___ Material provided
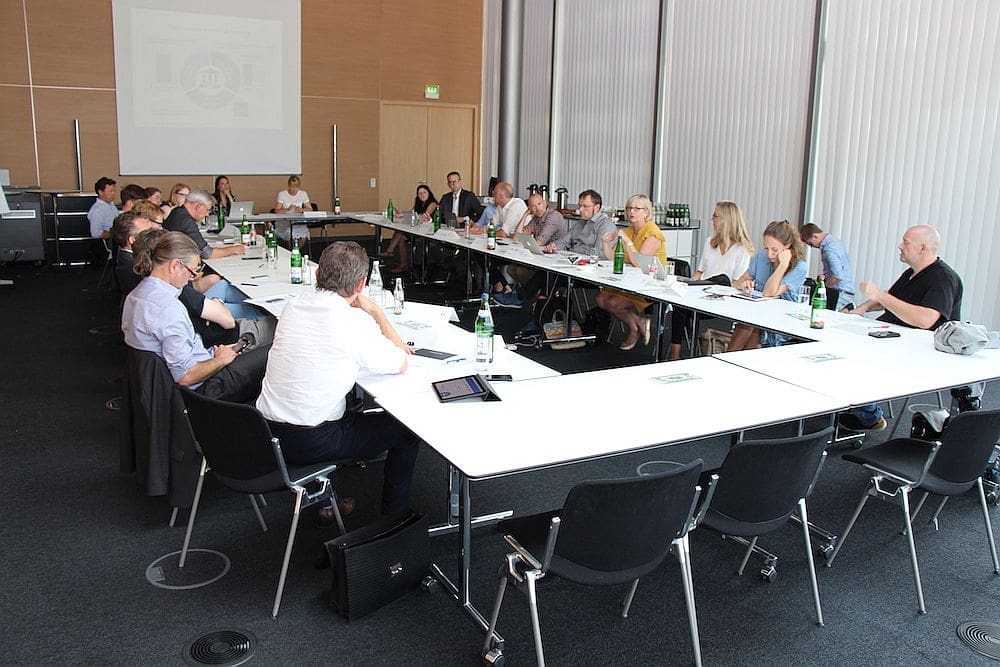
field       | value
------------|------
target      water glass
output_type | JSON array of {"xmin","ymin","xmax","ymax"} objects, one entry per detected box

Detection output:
[{"xmin": 796, "ymin": 285, "xmax": 812, "ymax": 320}]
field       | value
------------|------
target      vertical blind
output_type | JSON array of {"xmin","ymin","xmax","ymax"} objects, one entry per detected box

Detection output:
[
  {"xmin": 480, "ymin": 0, "xmax": 501, "ymax": 193},
  {"xmin": 544, "ymin": 0, "xmax": 660, "ymax": 207},
  {"xmin": 516, "ymin": 0, "xmax": 553, "ymax": 190},
  {"xmin": 659, "ymin": 0, "xmax": 815, "ymax": 240},
  {"xmin": 813, "ymin": 0, "xmax": 1000, "ymax": 328}
]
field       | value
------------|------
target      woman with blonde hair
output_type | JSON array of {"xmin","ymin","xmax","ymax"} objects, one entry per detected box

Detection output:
[
  {"xmin": 670, "ymin": 200, "xmax": 753, "ymax": 361},
  {"xmin": 726, "ymin": 220, "xmax": 808, "ymax": 352},
  {"xmin": 160, "ymin": 183, "xmax": 191, "ymax": 216},
  {"xmin": 597, "ymin": 195, "xmax": 667, "ymax": 350}
]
______
- Stated exercise
Please find and copy each line in the material above that contains the word "target". Match case exactly.

- Answer to the task
target      water glass
target      vertical blind
target      woman with blonde hair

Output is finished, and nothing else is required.